■ **SELECTED EXCERPT**:

= = = = =

DS reply: Yes, thank you for this link, Jason, it is an excellent starting discussion for what I am pointing to. And indeed, what this author refers to will take a good deal of money, as he acknowledges. But perhaps there are things that can be done for less money, without starting new communities from scratch in remote locations. If so, that is part of what I think Post Carbon communities must discuss.
It occurs to me that many on this list may not share my opinion that a sudden collapse of the current social order is the likely way that we will begin the transition to a more sustainable future. Here are the basic assumptions and thinking on which this scenario is judged most probable.
1. The Western nations are mostly democratic, which means that any fundamental change would have to be driven by popular will of the voters. It is exceedingly hard for me to imagine that a popular movement for major lifestyle reduction (read hardship, at least in the short term) could possibly reach majority proportions. I would love to be wrong about this, and I will thank anyone who can show me that I am.
2. It is economically unfeasible for a single country to take the lead on this, for instance by the introduction of a significant carbon tax. A carbon tax that was large enough to drive significant reductions in consumption would result in energy intensive industries (and most of them are, in one way or another) fleeing that country, and relocating where energy was still cheap. Cheap energy would become the key economic driver of industrial location, replacing the current situation where cheap labour serves that purpose.

= = = = =

■ **ENTRIES SHOWN**:
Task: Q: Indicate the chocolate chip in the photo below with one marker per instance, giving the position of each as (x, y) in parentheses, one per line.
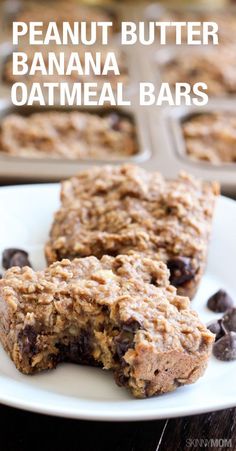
(124, 341)
(229, 320)
(120, 378)
(220, 302)
(15, 257)
(181, 270)
(225, 348)
(27, 340)
(216, 328)
(78, 350)
(131, 325)
(114, 120)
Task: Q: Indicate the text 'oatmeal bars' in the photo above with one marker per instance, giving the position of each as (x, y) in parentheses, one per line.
(125, 209)
(119, 313)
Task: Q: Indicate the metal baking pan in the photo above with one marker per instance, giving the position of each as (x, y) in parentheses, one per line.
(156, 10)
(43, 169)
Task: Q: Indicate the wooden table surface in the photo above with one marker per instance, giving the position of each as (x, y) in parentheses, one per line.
(26, 431)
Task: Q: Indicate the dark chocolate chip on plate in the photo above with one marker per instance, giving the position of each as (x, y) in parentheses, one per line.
(15, 257)
(229, 320)
(220, 301)
(216, 328)
(181, 270)
(225, 348)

= = = = =

■ **INSTRUCTIONS**:
a - Check each statement against the reply on a transition to a sustainable future above. Answer yes or no for each, and quote the reply's deciding words exactly.
(i) The writer expects a popular movement for major lifestyle reduction to reach majority proportions easily.
(ii) The writer says the author of the linked discussion acknowledges that his proposal will take a good deal of money.
(iii) Under a large single-country carbon tax, the writer expects cheap labour to remain the key driver of industrial location.
b - Write the next part of the reply on a transition to a sustainable future, picking up after its final sentence.

■ **OUTPUTS IN ORDER**:
a -
(i) No: "It is exceedingly hard for me to imagine that a popular movement for major lifestyle reduction (read hardship, at least in the short term) could possibly reach majority proportions."
(ii) Yes: "what this author refers to will take a good deal of money, as he acknowledges."
(iii) No: "Cheap energy would become the key economic driver of industrial location, replacing the current situation where cheap labour serves that purpose."

b -
3. Given that there will be no majority popular movement for significant change, democratic governments will attempt to keep the current situation working for as long as possible, in order to stay in power (as indeed they are doing). Thus we will consume every possible buffer, all of our credit and substitutable resources. Collapse will likely happen only when it cannot be forestalled any longer. Thus it will likely happen suddenly, and when the best of our resources to deal with it have already been consumed.
4. The many positive feedback mechanisms built into our society (e.g., into the stock market, where once something starts to fall, people try to sell, which makes it fall faster, which makes people rush to sell it more, which ...) will mean that the fall, when it happens, will be sudden, deep and unrecoverable. Sophisticated systems don't fail easily, but when they do they suffer great damage. For an example, consider the electric pylons that failed during the Ontario ice storm of 1998. Because they were highly engineered to provide maximum strength for minimum materials (sophisticated design), when their parameters were exceeded with the weight of ice they failed destructively, like a crane boom, and twisted themseves to unrepairable garbage. Sophisticated distribution, transport, agricultural and economic systems are likely to fail in the same way. The greatest positive feedback mechanism of all is human psychology, which hoards when food is scarce, for instance, riots when political systems are most stressed, etc.
As an illustrative historical anecdote, consider the situation of Winston Churchill, who as an MP agitated for years for the British Government to be more concerned about the growth of Nazism in Germany. When Neville Chamberlaine, the current Prime Minister, returned from appeasing Hitler to a standing ovation in the House of Commons, and newpaper headlines calling him a hero for avoiding war and achieving "Peace In Our Time," Churchill rose to boos and hisses and said, "We have suffered a total and inmitigated defeat." Only he saw the situation clearly, and because of that they made him Prime Minister when war was declared only a few months later.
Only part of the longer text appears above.